## Exercise prompt
From the email below about the community wireless network, extract word for word the stretch from "It seems like" through "cut you off?".

## Document extract

####

Michael,
If it is six people shutting down the Normal Heights Node with P2P 
traffic, is this just a case of more monitoring of traffic? Should there 
be more network and system admin brought in to do monitoring of the 
traffic and ban people?

It seems like we have everything covered from a technical stand point 
but this seems to be a social engineering problem and enforcement of it.


Michael Mee wrote:
> Phil Karn wrote:
>> What do you do about this beyond making users agree to an acceptable use 
>> policy? Who owns the public IP addresses that they use? Has anybody ever 
>> been contacted by law enforcement about a Socalfreenet user, and were 
>> they reasonable or heavy handed about it? What about Speakeasy -- are 
>> they reasonable, or do they just cut you off?
> 
> A lot of great questions Phil. Below are the ones I can answer based on 
> actual experience:
> 
> We do have an acceptable use policy that people ostensibly agree to by 
> clicking through. It can be found at 
> http://socalfreenet.org/wirelesstou. We've never received legal advice 
> one about whether this actually helps. Some community wireless groups do 
> this, others don't bother. Note that there may be liabilities with 
> collecting more information and signups vs a completely hands off 
> approach. This topic comes up amongst groups who do have some legal 
> access, and the consensus seems to be that its never been tested in 
> court and noone really knows for sure. No such group has had a problem 
> that I'm aware of.
> 
> We've never been contacted by law enforcement (touch wood!).
> 
> We have been contacted by both Speakeasy and Cox (or perhaps Time 
> Warner?). Both have been very reasonable and worked with us to overcome 
> the problems they were seeing. In both cases they were concerned about 
> computers that were trojan infected. I've often thought that our traffic 
> loads would generate calls, but so far its always been specifically 
> about 'you have a computer that is virus infected and we need you to fix 
> it or we'll disconnect you until you do'. We respond by:
> 
> + adding a notice on the captive portal page asking people to check
> + adding a redirect to the captive portal to a page telling people how 
> to check their computer
> + where we could, we blocked the MAC of the offending computer
> + blocked port 25 in one case where it wasn't already by the ISP
> 
> The contact was never heavy handed. It was a tech person both times, 
> trying to get to a tech person on our side. They gave us at least 24 
> hours in both cases and we were able to resolve it to their satisfaction.

####

## Supplied material

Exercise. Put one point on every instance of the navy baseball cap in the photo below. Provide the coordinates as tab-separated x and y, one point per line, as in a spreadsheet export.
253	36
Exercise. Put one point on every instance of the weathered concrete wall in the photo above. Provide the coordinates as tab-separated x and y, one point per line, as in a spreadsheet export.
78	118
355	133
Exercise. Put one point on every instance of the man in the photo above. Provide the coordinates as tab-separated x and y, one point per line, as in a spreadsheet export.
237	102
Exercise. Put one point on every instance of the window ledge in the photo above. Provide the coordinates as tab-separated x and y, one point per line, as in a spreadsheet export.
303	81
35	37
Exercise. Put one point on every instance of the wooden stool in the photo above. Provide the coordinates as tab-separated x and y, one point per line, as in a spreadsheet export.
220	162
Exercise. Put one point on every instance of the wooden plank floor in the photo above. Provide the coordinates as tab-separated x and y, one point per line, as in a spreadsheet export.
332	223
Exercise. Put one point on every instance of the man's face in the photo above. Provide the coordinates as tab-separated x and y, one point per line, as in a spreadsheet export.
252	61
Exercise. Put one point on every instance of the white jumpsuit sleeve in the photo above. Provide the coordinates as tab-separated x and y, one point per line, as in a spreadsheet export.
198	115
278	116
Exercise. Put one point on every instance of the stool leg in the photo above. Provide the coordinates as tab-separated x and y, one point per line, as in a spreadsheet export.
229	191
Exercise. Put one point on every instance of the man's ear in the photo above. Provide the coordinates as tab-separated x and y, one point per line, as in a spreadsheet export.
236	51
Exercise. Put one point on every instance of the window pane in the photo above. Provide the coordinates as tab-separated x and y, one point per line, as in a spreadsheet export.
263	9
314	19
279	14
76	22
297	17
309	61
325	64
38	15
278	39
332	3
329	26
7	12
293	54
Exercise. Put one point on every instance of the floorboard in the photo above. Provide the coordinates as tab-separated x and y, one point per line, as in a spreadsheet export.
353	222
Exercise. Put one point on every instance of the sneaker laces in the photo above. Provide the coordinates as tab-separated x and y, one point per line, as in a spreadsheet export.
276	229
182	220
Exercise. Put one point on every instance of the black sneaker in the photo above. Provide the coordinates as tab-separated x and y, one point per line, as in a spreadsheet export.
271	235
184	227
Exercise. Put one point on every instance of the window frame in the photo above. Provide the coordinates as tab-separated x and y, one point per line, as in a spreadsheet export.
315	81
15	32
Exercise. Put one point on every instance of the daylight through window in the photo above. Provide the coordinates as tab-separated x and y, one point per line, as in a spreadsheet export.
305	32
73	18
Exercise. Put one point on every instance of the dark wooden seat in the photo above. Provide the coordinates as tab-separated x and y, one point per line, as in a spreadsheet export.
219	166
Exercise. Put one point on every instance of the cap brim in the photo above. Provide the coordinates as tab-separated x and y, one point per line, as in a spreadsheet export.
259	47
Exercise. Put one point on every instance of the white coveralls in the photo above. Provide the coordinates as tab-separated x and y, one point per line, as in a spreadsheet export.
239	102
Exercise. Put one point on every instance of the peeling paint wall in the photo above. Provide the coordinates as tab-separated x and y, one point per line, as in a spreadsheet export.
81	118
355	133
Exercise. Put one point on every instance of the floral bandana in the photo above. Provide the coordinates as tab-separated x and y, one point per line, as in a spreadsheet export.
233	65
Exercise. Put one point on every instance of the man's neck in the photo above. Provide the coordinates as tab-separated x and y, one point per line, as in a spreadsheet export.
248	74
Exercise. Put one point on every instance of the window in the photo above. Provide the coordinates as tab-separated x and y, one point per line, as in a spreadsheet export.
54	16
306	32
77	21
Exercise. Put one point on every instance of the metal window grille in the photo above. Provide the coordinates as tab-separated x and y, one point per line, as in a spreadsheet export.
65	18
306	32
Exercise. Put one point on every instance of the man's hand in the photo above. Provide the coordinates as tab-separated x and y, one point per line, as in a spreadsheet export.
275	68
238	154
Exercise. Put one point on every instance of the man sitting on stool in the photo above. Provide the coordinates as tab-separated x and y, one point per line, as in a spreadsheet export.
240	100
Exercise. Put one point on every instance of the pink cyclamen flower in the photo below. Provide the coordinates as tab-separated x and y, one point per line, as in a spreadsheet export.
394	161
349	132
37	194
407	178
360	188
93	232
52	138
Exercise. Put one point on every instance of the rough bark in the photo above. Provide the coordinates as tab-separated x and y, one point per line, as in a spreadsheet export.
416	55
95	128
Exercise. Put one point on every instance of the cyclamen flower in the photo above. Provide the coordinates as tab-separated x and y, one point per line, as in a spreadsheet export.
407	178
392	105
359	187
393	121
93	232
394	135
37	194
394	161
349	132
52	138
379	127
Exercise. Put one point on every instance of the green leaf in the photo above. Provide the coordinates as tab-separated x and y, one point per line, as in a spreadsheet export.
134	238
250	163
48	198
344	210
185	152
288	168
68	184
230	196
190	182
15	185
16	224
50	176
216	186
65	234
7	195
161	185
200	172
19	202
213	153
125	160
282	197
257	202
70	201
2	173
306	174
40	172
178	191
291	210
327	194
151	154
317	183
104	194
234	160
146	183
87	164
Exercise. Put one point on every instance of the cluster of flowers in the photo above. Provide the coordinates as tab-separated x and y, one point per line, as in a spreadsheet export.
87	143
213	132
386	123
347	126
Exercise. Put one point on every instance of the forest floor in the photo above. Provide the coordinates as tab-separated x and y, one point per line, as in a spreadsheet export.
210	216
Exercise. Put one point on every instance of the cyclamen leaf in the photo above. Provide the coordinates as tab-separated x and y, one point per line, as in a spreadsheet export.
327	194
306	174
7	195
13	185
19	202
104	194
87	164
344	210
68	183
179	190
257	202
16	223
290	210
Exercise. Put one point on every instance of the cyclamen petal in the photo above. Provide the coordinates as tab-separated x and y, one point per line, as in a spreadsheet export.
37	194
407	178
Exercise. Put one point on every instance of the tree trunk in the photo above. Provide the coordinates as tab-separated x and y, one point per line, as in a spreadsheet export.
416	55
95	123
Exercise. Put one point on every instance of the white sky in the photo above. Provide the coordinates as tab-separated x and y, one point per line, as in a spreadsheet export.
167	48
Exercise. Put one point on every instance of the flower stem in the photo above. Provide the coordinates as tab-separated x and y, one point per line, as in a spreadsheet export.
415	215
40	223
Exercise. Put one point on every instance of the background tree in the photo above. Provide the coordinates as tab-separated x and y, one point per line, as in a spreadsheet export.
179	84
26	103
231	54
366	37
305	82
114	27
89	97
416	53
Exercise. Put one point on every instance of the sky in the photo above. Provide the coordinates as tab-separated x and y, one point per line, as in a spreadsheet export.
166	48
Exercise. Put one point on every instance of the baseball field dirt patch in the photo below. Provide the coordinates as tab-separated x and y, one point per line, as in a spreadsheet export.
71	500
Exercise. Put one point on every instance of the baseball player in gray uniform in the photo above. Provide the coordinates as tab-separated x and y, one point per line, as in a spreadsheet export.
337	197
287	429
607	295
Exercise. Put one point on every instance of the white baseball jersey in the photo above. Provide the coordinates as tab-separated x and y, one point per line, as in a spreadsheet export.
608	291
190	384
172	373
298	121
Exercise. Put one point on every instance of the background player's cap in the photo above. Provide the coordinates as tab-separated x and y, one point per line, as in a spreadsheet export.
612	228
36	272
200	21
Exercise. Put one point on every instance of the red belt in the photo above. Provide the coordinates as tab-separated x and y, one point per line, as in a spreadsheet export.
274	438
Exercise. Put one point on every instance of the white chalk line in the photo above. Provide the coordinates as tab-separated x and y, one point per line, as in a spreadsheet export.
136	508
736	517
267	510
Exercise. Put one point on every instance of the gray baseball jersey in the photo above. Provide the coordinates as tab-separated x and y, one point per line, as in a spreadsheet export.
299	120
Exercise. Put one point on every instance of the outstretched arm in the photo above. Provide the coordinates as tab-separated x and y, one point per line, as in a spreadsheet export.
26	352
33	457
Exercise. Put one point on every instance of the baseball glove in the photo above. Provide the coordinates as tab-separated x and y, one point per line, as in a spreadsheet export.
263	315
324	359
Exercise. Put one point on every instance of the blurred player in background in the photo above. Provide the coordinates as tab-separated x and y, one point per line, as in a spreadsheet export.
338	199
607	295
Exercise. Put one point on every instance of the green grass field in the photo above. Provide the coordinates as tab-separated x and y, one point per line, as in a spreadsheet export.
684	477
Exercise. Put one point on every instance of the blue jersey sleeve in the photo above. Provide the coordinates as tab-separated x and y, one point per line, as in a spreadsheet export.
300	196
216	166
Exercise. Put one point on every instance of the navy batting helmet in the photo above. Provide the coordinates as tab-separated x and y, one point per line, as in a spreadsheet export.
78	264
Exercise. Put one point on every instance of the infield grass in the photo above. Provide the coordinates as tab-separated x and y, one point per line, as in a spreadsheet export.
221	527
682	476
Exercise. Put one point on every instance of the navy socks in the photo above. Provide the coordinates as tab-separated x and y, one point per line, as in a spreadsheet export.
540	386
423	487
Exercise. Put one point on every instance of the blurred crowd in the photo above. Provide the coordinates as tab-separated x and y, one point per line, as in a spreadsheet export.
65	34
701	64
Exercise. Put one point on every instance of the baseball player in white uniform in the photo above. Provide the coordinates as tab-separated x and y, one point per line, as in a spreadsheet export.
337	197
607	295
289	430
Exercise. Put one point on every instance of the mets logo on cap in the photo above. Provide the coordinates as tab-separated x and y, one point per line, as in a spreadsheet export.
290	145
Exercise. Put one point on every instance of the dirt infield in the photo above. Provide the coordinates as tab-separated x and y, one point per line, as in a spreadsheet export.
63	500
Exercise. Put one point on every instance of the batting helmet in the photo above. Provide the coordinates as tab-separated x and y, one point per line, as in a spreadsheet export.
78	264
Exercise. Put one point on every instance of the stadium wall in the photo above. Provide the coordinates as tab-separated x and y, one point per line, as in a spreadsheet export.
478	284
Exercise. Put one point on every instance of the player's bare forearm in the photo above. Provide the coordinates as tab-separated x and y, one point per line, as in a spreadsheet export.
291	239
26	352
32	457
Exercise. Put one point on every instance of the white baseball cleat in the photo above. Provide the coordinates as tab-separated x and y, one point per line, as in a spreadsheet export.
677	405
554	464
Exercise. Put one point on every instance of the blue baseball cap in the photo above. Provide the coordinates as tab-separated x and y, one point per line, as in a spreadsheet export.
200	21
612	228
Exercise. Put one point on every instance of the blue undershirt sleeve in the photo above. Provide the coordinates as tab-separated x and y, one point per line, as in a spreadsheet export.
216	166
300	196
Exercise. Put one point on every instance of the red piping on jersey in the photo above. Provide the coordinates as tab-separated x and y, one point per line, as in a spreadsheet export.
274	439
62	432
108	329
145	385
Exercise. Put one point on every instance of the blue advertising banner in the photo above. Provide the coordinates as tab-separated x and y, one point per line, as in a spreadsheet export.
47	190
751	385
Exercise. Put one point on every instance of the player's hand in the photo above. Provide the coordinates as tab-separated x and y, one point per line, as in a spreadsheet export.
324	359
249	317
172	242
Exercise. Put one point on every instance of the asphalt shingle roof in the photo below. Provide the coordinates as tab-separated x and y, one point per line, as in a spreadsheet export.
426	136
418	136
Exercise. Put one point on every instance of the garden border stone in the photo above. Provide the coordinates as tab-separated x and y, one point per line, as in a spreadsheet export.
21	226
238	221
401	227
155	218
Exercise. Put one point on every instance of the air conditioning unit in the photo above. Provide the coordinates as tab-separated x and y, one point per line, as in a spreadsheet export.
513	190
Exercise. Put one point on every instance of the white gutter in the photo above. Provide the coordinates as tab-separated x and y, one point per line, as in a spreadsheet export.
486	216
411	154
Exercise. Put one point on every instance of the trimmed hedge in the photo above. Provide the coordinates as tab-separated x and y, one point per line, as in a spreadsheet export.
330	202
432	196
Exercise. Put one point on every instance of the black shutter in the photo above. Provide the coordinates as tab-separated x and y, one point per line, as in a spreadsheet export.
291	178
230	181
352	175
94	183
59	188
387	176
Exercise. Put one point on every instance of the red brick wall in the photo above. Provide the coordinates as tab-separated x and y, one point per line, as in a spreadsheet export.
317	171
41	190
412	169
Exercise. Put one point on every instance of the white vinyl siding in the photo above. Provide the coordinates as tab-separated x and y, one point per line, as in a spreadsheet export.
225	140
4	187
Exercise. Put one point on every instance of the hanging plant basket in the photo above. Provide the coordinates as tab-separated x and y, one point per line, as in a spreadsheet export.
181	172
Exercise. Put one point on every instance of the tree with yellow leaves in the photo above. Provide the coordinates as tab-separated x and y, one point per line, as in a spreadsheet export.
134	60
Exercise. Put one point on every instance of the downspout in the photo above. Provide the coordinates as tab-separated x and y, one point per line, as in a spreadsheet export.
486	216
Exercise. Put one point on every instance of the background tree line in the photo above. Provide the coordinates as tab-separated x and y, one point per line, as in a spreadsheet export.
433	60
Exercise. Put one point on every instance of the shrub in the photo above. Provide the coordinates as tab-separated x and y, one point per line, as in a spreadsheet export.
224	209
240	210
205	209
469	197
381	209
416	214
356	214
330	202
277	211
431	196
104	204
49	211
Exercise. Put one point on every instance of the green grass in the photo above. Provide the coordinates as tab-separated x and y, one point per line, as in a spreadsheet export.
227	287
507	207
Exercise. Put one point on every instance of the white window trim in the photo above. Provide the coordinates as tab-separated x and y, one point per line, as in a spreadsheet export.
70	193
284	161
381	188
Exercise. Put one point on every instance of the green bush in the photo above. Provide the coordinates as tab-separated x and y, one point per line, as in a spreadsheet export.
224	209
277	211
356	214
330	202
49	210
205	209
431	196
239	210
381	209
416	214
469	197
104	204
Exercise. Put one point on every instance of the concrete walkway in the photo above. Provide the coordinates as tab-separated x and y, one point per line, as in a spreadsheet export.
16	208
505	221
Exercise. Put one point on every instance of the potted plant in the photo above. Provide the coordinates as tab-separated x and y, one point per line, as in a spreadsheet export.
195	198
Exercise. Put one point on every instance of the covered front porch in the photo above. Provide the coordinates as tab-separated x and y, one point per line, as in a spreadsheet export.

####

## Result
It seems like we have everything covered from a technical stand point 
but this seems to be a social engineering problem and enforcement of it.


Michael Mee wrote:
> Phil Karn wrote:
>> What do you do about this beyond making users agree to an acceptable use 
>> policy? Who owns the public IP addresses that they use? Has anybody ever 
>> been contacted by law enforcement about a Socalfreenet user, and were 
>> they reasonable or heavy handed about it? What about Speakeasy -- are 
>> they reasonable, or do they just cut you off?